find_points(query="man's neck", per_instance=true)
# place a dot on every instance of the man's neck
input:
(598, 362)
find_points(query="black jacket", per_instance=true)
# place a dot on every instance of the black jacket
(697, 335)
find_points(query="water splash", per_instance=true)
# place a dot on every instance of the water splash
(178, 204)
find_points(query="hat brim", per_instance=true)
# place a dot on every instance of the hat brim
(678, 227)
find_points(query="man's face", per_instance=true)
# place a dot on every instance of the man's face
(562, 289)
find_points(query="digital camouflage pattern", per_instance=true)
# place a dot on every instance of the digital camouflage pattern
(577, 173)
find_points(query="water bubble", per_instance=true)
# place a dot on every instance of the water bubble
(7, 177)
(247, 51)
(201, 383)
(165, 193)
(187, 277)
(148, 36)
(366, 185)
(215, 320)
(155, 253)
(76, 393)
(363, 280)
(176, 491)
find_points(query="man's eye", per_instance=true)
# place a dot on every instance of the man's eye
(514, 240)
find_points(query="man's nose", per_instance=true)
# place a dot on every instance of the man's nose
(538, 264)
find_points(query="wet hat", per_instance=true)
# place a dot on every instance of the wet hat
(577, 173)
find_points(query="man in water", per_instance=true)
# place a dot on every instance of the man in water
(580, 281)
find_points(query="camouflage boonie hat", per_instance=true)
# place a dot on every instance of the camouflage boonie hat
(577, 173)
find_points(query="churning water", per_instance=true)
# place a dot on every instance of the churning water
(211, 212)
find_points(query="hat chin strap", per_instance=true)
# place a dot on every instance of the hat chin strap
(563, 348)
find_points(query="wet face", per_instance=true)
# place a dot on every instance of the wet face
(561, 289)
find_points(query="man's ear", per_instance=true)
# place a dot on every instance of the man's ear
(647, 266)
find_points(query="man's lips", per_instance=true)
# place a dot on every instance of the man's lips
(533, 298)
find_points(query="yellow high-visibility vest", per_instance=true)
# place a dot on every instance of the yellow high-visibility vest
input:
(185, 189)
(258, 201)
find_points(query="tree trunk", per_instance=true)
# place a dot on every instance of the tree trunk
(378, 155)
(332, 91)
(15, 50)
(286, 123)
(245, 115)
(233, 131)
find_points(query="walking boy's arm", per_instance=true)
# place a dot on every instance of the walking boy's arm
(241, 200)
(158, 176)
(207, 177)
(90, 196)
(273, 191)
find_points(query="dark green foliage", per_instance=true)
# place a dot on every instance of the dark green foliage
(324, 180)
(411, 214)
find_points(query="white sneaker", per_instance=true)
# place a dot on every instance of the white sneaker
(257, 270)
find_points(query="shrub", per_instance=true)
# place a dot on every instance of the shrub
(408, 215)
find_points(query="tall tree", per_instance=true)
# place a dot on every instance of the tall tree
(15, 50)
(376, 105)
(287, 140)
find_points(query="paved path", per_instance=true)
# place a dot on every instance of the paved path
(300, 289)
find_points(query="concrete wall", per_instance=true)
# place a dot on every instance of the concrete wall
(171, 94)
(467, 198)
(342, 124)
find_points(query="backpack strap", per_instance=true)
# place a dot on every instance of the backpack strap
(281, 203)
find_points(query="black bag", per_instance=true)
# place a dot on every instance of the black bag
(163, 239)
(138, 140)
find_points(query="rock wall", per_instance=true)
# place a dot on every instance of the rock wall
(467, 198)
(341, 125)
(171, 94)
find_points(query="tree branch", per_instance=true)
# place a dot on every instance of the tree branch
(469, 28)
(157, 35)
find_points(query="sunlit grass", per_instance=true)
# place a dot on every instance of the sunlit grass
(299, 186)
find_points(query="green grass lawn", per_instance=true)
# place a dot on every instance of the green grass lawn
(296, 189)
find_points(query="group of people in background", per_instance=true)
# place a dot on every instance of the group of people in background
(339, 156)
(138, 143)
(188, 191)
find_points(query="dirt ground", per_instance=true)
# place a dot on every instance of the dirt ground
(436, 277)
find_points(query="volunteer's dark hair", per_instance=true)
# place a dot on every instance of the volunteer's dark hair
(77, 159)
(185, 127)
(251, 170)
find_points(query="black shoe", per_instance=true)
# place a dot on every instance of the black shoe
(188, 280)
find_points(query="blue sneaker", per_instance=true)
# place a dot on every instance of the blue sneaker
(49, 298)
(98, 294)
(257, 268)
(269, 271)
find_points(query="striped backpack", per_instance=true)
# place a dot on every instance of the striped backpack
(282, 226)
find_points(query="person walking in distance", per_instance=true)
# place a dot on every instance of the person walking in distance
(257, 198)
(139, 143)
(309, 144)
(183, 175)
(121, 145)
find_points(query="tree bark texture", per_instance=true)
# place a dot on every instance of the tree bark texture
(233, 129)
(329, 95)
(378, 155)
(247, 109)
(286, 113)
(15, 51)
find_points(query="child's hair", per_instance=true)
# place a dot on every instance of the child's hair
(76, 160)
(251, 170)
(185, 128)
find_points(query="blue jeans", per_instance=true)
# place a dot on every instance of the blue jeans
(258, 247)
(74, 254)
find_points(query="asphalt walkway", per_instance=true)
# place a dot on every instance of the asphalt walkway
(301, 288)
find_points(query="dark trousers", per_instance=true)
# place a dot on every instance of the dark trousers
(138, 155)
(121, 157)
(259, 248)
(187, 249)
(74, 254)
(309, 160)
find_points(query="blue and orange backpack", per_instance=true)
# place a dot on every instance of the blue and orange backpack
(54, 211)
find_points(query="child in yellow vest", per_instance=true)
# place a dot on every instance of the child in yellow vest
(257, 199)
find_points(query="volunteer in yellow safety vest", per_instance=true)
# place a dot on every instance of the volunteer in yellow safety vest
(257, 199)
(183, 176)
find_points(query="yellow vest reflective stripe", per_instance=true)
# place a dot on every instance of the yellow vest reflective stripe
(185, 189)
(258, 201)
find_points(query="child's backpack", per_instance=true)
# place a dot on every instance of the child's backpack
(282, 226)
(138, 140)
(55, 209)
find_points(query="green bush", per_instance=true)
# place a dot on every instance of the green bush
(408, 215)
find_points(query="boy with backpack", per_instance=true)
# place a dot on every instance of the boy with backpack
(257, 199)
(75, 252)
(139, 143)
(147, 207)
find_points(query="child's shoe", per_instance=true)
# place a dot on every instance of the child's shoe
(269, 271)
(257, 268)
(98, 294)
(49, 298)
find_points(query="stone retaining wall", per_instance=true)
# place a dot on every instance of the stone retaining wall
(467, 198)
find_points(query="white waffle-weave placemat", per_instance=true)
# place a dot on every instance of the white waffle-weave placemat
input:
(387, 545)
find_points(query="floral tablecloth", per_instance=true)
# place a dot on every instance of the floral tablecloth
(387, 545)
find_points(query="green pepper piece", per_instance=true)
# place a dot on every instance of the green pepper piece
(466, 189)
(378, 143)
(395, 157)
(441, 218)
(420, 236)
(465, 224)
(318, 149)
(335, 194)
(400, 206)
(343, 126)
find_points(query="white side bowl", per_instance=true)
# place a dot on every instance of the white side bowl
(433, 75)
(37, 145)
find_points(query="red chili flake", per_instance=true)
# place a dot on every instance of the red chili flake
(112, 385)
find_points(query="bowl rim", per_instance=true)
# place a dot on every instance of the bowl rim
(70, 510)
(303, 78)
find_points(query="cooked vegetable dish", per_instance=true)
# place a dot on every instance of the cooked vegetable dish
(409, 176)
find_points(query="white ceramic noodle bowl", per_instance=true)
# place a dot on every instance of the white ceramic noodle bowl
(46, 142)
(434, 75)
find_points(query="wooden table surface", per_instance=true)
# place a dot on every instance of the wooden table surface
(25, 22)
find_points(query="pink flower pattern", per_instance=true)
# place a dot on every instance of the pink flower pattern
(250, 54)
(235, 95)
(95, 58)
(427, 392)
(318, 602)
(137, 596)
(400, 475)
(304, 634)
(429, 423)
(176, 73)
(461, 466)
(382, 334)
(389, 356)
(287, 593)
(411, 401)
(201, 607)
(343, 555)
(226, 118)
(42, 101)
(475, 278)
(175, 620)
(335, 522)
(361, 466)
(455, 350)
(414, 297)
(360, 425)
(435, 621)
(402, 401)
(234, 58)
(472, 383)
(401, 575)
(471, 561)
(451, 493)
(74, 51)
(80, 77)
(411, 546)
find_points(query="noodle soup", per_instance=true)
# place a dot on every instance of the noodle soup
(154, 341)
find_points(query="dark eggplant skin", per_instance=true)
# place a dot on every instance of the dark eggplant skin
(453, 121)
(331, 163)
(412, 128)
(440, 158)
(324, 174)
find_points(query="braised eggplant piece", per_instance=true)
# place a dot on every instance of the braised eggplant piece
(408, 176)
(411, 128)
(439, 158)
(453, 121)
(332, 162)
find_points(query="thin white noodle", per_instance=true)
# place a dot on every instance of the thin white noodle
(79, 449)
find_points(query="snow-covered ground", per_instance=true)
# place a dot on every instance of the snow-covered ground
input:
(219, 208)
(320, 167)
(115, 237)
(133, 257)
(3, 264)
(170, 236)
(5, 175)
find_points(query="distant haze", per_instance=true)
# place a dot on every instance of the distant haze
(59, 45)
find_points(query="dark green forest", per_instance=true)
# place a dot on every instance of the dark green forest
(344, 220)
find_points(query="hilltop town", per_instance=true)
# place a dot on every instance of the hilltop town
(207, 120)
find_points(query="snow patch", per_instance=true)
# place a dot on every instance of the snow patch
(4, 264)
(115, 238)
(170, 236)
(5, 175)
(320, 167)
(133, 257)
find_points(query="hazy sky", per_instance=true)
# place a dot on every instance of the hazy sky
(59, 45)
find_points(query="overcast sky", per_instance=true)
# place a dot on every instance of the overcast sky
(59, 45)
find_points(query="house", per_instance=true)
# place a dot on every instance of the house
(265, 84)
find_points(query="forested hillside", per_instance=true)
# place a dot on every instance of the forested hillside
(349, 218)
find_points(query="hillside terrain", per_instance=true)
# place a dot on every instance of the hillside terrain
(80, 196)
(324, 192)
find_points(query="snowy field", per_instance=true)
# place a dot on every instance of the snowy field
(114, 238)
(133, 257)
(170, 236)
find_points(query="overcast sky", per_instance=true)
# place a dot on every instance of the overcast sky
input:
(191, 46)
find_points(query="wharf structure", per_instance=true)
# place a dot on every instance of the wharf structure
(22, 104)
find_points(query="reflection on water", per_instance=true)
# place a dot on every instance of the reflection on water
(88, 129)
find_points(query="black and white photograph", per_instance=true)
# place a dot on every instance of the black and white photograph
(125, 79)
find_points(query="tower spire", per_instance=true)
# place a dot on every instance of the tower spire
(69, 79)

====

▸ WHAT IS EXPECTED
Tally the lines in the listing above that contain the string "weave", counting case, and give only that number.

▸ ANSWER FOR THIS EXERCISE
2